Pourriez-vous écrire la suite du texte sur le règlement du POS de Paris, en reprenant juste après sa dernière phrase ?

- **Extrait à lire**

*-*-*

Les dispositions applicables du règlement du POS de Paris ne se caractérisent pas par leur extrême clarté, comme souvent dans ce genre de circonstances. L'article UL 7 du règlement prévoyait que l'édification des constructions en limite d'une cour commune relève de l'application des règles définies à l'article UL 8. Selon ce dernier article, "indépendamment des modifications projetées sur des bâtiments existants, aucune construction nouvelle ne peut être édifiée en élévation en dehors des zones constructibles définies au plan annexe [...] dans le cas où deux zones constructibles sont indiquées au plan annexe en vis-à-vis sur un même terrain, la partie verticale des façades des constructions à édifier en vis-à-vis doit être implantée sur le périmètre des zones constructibles [...] dans le cas où une zone constructible permet la réalisation de plusieurs constructions en vis-à-vis sur un même terrain, leurs façades ou parties de façades, lorsqu'elles comportent des vues principales, doivent être édifiées de telle manière que la distance de l'une d'elle au point le plus proche d'une autre soit au moins égale à 6,00 m [...]".

*-*-*

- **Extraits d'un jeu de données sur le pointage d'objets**

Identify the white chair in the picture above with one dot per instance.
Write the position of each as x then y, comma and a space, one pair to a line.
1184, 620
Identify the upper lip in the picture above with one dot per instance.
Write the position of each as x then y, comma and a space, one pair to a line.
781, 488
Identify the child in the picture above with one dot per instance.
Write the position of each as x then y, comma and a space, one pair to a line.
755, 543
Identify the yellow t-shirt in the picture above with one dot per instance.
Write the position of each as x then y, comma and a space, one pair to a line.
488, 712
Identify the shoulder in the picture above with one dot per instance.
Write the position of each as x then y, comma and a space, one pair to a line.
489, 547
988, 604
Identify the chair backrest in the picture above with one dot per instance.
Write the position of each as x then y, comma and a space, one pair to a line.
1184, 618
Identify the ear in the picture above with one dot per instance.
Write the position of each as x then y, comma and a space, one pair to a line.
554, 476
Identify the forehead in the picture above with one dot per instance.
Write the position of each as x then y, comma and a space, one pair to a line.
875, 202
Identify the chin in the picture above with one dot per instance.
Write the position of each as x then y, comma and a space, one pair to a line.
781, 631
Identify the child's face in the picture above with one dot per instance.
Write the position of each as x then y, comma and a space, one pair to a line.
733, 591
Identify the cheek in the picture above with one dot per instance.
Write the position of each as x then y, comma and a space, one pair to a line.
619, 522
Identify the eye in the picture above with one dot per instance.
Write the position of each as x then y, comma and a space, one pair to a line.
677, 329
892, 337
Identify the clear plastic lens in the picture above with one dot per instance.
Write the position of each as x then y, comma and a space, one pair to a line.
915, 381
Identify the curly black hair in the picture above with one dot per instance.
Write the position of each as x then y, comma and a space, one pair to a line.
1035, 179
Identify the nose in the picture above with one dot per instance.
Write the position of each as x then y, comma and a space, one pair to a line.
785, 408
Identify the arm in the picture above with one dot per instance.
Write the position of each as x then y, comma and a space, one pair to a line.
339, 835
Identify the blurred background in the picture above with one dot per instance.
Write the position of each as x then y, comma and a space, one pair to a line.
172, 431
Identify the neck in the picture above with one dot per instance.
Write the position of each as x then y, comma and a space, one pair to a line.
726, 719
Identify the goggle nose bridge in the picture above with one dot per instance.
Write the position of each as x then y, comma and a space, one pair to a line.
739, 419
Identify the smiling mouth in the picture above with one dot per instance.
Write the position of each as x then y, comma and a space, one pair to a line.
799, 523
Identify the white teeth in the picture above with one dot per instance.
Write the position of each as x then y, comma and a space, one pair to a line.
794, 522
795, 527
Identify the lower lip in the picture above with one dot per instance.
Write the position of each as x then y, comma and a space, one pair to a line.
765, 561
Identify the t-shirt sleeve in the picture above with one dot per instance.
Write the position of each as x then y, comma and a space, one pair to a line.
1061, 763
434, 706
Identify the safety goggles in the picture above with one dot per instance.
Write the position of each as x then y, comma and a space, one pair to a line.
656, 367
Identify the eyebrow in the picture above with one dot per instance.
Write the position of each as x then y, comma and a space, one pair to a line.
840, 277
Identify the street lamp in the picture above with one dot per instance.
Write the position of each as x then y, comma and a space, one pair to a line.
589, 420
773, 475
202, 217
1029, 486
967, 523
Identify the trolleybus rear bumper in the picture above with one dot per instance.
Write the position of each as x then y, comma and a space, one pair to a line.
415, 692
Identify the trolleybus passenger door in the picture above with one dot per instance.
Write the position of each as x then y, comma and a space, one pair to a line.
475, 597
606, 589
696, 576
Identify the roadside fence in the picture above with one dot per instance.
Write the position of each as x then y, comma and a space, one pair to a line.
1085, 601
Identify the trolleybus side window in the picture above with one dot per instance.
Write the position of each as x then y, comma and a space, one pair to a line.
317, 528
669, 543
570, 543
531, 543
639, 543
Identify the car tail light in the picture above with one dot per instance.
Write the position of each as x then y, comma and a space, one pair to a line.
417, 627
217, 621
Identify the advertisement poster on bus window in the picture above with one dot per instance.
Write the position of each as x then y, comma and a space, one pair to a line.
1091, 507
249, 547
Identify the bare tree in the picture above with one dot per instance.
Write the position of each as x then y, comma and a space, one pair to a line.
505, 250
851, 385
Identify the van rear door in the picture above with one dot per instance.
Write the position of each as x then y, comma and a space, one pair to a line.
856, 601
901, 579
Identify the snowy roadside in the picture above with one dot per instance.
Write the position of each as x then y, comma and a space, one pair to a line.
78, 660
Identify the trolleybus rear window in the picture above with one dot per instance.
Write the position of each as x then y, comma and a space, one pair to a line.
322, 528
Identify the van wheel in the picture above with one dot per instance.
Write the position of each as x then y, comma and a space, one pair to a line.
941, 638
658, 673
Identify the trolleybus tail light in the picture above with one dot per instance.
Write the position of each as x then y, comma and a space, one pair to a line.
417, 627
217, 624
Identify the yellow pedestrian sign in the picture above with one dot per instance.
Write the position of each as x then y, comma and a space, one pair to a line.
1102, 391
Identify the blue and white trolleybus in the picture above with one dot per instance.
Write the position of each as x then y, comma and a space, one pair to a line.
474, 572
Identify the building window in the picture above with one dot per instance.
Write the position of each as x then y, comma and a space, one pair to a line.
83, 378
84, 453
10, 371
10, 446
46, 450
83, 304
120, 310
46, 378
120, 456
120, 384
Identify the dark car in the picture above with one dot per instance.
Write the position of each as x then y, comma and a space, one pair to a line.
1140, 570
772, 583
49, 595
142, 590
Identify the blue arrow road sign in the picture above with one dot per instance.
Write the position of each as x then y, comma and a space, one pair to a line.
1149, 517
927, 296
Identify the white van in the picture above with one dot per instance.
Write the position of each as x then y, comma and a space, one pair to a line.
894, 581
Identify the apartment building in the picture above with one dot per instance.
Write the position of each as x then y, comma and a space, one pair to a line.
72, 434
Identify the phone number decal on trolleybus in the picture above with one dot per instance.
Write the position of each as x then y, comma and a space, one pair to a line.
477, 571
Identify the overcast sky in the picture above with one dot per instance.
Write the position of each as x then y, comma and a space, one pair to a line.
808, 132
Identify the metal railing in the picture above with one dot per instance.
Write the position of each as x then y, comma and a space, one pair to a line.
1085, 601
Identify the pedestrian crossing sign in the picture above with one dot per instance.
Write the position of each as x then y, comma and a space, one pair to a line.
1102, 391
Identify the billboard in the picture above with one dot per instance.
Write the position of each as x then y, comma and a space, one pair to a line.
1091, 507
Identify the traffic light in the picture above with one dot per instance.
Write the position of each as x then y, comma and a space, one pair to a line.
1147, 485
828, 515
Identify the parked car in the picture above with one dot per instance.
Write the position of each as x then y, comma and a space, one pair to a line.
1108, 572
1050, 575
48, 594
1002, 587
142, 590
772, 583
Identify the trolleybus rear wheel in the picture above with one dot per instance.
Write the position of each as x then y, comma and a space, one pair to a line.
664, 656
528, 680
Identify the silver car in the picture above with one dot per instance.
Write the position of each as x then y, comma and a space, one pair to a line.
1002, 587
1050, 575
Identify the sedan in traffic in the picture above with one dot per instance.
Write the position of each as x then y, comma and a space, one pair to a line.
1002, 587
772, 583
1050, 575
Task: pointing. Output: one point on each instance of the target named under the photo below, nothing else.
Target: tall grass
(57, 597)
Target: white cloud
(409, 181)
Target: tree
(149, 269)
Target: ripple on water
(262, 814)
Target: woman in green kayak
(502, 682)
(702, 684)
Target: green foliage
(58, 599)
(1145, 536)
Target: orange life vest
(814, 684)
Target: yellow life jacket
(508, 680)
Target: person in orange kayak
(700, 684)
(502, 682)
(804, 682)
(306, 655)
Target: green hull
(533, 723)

*-*-*

- **Résultat de l'exercice**
Le Conseil d'Etat a déjà eu l'occasion de se prononcer sur les relations entre les règlements des POS et les cours communes qui sont prévues à l'article L. 471-1 du Code de l'urbanisme (N° Lexbase : L4590IRG) qui dispose que "lorsqu'en application des dispositions d'urbanisme la délivrance du permis de construire est subordonnée, en ce qui concerne les distances qui doivent séparer les constructions, à la création, sur un terrain voisin, de servitudes de ne pas bâtir ou de ne pas dépasser une certaine hauteur en construisant, ces servitudes, dites de cours communes', peuvent, à défaut d'accord amiable entre les propriétaires intéressés, être imposées par la voie judiciaire dans des conditions définies par décret. Les mêmes servitudes peuvent être instituées en l'absence de document d'urbanisme ou de mention explicite dans le document d'urbanisme applicable".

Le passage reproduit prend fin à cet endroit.